* Exercise prompt *
Extract each line of the data and write it out again exactly.

* Records supplied *
** start **

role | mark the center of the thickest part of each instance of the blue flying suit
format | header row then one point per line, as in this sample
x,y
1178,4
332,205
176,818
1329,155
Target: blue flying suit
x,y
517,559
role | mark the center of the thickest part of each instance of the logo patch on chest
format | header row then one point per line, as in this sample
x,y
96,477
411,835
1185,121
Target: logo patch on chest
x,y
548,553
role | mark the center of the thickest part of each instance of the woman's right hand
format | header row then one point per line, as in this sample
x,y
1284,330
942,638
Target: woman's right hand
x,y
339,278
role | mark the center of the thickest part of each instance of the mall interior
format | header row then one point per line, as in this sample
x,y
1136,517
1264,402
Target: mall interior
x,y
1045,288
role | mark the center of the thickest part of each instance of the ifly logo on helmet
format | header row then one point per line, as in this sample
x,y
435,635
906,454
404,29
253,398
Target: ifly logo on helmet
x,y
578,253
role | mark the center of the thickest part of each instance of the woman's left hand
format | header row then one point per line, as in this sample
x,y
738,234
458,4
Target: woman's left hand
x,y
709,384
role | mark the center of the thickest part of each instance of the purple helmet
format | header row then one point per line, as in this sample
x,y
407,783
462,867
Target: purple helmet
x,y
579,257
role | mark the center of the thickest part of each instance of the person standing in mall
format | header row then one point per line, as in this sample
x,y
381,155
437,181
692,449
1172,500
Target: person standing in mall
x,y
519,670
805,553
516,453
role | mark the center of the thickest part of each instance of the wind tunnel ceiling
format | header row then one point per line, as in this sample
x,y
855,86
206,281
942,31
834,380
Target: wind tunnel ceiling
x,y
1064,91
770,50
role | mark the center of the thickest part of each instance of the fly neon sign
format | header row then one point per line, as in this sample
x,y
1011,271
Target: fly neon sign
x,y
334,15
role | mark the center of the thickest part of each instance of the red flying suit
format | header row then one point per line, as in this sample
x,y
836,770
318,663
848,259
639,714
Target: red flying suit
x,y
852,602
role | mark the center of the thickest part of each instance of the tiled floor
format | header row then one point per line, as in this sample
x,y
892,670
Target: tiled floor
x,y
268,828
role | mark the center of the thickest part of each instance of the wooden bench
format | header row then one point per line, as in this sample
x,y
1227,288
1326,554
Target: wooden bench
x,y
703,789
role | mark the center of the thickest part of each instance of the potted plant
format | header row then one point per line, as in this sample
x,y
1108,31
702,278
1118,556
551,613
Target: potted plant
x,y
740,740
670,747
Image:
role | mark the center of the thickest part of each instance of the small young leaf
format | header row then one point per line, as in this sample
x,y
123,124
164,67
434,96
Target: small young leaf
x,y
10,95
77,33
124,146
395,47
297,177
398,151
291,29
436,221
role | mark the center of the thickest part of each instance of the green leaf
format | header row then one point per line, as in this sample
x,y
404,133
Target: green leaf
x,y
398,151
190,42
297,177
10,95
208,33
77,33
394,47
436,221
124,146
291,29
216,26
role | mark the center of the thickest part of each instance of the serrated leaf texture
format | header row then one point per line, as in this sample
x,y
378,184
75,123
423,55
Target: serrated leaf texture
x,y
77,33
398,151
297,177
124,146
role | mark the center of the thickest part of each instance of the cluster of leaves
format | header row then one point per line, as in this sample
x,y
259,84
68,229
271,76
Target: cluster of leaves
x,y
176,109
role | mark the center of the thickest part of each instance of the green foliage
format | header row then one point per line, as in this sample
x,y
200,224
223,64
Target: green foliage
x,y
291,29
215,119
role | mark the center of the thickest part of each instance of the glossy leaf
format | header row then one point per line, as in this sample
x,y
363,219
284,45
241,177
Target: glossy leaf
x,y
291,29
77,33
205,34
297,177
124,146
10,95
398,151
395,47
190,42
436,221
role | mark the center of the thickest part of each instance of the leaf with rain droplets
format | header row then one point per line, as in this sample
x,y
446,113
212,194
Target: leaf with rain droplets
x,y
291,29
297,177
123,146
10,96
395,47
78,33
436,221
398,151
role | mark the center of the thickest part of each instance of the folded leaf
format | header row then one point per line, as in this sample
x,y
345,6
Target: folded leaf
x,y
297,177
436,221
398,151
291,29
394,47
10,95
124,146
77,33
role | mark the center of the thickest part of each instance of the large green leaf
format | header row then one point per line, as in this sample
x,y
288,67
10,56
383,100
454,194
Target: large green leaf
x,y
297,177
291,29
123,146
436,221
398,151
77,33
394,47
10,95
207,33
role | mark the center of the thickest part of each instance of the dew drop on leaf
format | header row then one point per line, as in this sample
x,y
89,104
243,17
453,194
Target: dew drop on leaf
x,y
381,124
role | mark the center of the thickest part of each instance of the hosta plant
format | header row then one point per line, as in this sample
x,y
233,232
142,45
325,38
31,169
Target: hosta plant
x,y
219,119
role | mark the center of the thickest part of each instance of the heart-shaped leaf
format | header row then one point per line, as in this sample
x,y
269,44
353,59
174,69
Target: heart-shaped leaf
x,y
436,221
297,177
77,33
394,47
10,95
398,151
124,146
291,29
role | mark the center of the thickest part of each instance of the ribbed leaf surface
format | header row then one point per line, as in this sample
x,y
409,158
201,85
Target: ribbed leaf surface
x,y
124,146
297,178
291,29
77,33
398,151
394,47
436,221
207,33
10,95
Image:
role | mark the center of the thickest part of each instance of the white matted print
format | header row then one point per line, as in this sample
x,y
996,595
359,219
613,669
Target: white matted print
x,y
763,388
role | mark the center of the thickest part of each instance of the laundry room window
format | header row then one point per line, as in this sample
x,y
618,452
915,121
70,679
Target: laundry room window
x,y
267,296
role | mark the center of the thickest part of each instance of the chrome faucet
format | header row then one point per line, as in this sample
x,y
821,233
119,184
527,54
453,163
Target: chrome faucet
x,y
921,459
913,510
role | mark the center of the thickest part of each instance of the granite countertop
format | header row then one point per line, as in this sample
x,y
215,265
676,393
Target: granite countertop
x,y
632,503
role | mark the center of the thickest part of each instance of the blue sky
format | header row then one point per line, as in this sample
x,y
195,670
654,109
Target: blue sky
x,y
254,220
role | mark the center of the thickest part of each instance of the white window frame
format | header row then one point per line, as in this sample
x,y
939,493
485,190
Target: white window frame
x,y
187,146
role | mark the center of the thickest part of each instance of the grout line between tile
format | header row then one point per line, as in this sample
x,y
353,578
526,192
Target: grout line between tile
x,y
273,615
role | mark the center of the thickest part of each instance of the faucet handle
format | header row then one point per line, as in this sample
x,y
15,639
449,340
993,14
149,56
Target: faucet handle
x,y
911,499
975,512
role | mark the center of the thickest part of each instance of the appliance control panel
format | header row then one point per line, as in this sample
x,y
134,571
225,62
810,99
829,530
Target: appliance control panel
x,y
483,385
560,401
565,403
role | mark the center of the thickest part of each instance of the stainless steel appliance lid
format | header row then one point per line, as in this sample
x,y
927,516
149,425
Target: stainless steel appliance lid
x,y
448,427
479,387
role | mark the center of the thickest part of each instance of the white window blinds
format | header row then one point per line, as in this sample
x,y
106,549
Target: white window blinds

** end **

* Output *
role | mark the center of the thickest part of each instance of the blue flying suit
format | header row then one point per line, as in this sample
x,y
1178,4
332,205
176,818
1329,155
Target: blue flying suit
x,y
517,559
role | mark the center of the thickest part of each instance of the logo patch on chest
format | header row then one point per line, as in this sample
x,y
96,477
411,835
1185,121
Target: logo patch on chest
x,y
548,553
role | mark the center of the thickest part of each instance of the woman's right hand
format | header row then one point per line, as in this sample
x,y
1284,330
942,638
Target: woman's right hand
x,y
339,278
role | mark the center of the thickest part of each instance of the mall interior
format | header row then one point per line, as in this sample
x,y
1136,517
1264,402
Target: mall interior
x,y
1045,288
role | mark the center of the thickest part of each instance of the ifly logo on helmet
format | header row then one point per line, as in this sample
x,y
435,635
906,454
404,29
253,398
Target: ifly logo on helmet
x,y
578,253
role | mark the center of the thickest part of each instance of the woman's left hand
format | header row then one point per line, as in this sample
x,y
738,234
458,4
Target: woman's left hand
x,y
709,384
role | mark the center of the thickest part of each instance of the purple helmet
format | header row then one point per line, as in this sample
x,y
407,783
462,867
Target: purple helmet
x,y
579,257
role | mark the center of the thickest part of each instance of the person standing in mall
format | header row then one point per line, as in this sample
x,y
381,155
437,181
692,449
1172,500
Target: person standing in mall
x,y
519,670
805,553
516,453
role | mark the center of the thickest part of each instance of the wind tunnel ceiling
format | header row then one point per line, as in this sample
x,y
855,86
206,281
942,31
834,380
Target: wind tunnel ceiling
x,y
1064,91
770,50
role | mark the center of the thickest part of each instance of the fly neon sign
format | header row then one point per line, as in this sample
x,y
1011,271
Target: fly neon sign
x,y
334,15
role | mark the center of the thickest part of each instance of the red flying suit
format | header row then one point per line, as in this sample
x,y
836,770
318,663
848,259
639,714
Target: red flying suit
x,y
852,602
role | mark the center of the thickest part of each instance of the tiled floor
format | header row then one point per line, as in this sample
x,y
892,670
Target: tiled floor
x,y
268,828
role | mark the center of the thickest part of each instance of the wooden bench
format | header row then one point per line, as in this sample
x,y
1227,288
1326,554
Target: wooden bench
x,y
703,789
role | mark the center of the thickest part of each instance of the potted plant
format | header row then one point per line, as in this sample
x,y
1108,31
702,278
1118,556
551,613
Target: potted plant
x,y
740,740
670,747
Image:
role | mark the center of the thickest part of each instance of the small young leaf
format | header row then one point per line, as in this sample
x,y
123,124
164,67
434,96
Target: small young leaf
x,y
10,95
77,33
124,146
395,47
297,177
398,151
291,29
436,221
role | mark the center of the thickest part of each instance of the green leaf
format | header row then one point per line, as in this sample
x,y
404,133
Target: green leaf
x,y
398,151
190,42
297,177
10,95
208,33
77,33
394,47
436,221
124,146
291,29
216,26
role | mark the center of the thickest part of each instance of the serrated leaf texture
format | header row then one point per line, as in this sample
x,y
378,184
75,123
423,55
Target: serrated leaf texture
x,y
77,33
398,151
297,177
124,146
role | mark the center of the thickest part of each instance of the cluster of leaves
format | header row then one point per line, as in this sample
x,y
259,84
68,229
271,76
Target: cluster of leaves
x,y
176,109
role | mark the center of the thickest part of each instance of the green foliage
format | header row then one point per line, as in this sample
x,y
200,224
223,64
Target: green foliage
x,y
291,29
215,119
role | mark the center of the thickest part of each instance of the glossy leaf
format | header row then one point per line, as in this sample
x,y
363,219
284,45
241,177
Target: glossy leaf
x,y
291,29
77,33
205,34
297,177
124,146
10,95
398,151
395,47
190,42
436,221
role | mark the center of the thickest part of each instance of the leaf with rain droplets
format | header row then one point per line, as in this sample
x,y
446,113
212,194
Target: leaf with rain droplets
x,y
291,29
297,177
123,146
10,96
395,47
78,33
436,221
398,151
role | mark the center of the thickest part of each instance of the folded leaf
format | header row then one point per line, as in this sample
x,y
345,6
Target: folded leaf
x,y
297,177
436,221
398,151
291,29
394,47
10,95
124,146
77,33
role | mark the center of the thickest part of each instance of the large green leaf
format | header row then one point per line, as in this sample
x,y
288,67
10,56
383,100
454,194
Target: large green leaf
x,y
297,177
291,29
123,146
436,221
398,151
77,33
394,47
10,95
207,33
role | mark the center of the thickest part of each instance of the dew drop on leaf
format | header row then one point per line, as in this sample
x,y
89,104
243,17
453,194
Target: dew drop on leaf
x,y
381,124
role | mark the center of the thickest part of each instance of the hosta plant
format | header row then one point per line, as in this sample
x,y
233,232
142,45
325,38
31,169
Target: hosta plant
x,y
219,119
role | mark the center of the thickest part of each instance of the heart-shaped leaf
format | header row then one point per line, as in this sample
x,y
269,44
353,59
174,69
Target: heart-shaped leaf
x,y
436,221
297,177
77,33
394,47
10,95
398,151
124,146
291,29
role | mark the center of the thickest part of each instance of the ribbed leaf surface
format | header row then one point per line, as in this sample
x,y
409,158
201,85
Target: ribbed leaf surface
x,y
124,146
297,178
291,29
77,33
398,151
394,47
436,221
207,33
10,95
Image:
role | mark the center of the thickest part of each instance of the white matted print
format | header row then one point per line, as in this sample
x,y
996,595
359,219
613,669
Target: white matted print
x,y
763,388
role | mark the center of the thickest part of each instance of the laundry room window
format | header row then one point per line, as in this sample
x,y
618,452
915,121
70,679
Target: laundry room window
x,y
267,296
role | mark the center of the thickest part of each instance of the chrome faucet
format | header row then one point per line, as in this sample
x,y
821,233
119,184
527,54
453,163
Target: chrome faucet
x,y
921,459
913,510
role | mark the center of the thickest part of each instance of the granite countertop
format | header row then one point per line, as in this sample
x,y
215,265
676,393
Target: granite countertop
x,y
632,503
role | mark the center of the thickest part of each instance of the blue sky
format | header row then one point per line, as in this sample
x,y
195,670
654,109
Target: blue sky
x,y
254,220
role | mark the center of the thickest part of each instance of the white window frame
format | header row then one point per line, as in this sample
x,y
939,493
485,190
Target: white window frame
x,y
187,146
role | mark the center of the thickest part of each instance of the grout line between tile
format | header row then one point per line, as in this sample
x,y
353,578
526,192
Target: grout line between tile
x,y
273,615
role | mark the center of the thickest part of each instance of the faucet handle
format | header row then one point per line, as in this sample
x,y
15,639
449,340
993,14
149,56
Target: faucet handle
x,y
911,499
975,512
role | mark the center of the thickest part of each instance of the appliance control panel
format | header row then one point per line, as in this sample
x,y
134,571
225,62
810,99
829,530
Target: appliance control panel
x,y
483,385
560,401
565,403
role | mark the center of the thickest part of each instance of the stainless steel appliance lid
format | header row then one point per line, as in this sample
x,y
927,516
149,425
Target: stainless steel appliance lid
x,y
448,427
479,387
role | mark the center of the thickest part of each instance of the white window blinds
format | header row then one point per line, as in this sample
x,y
106,549
Target: white window blinds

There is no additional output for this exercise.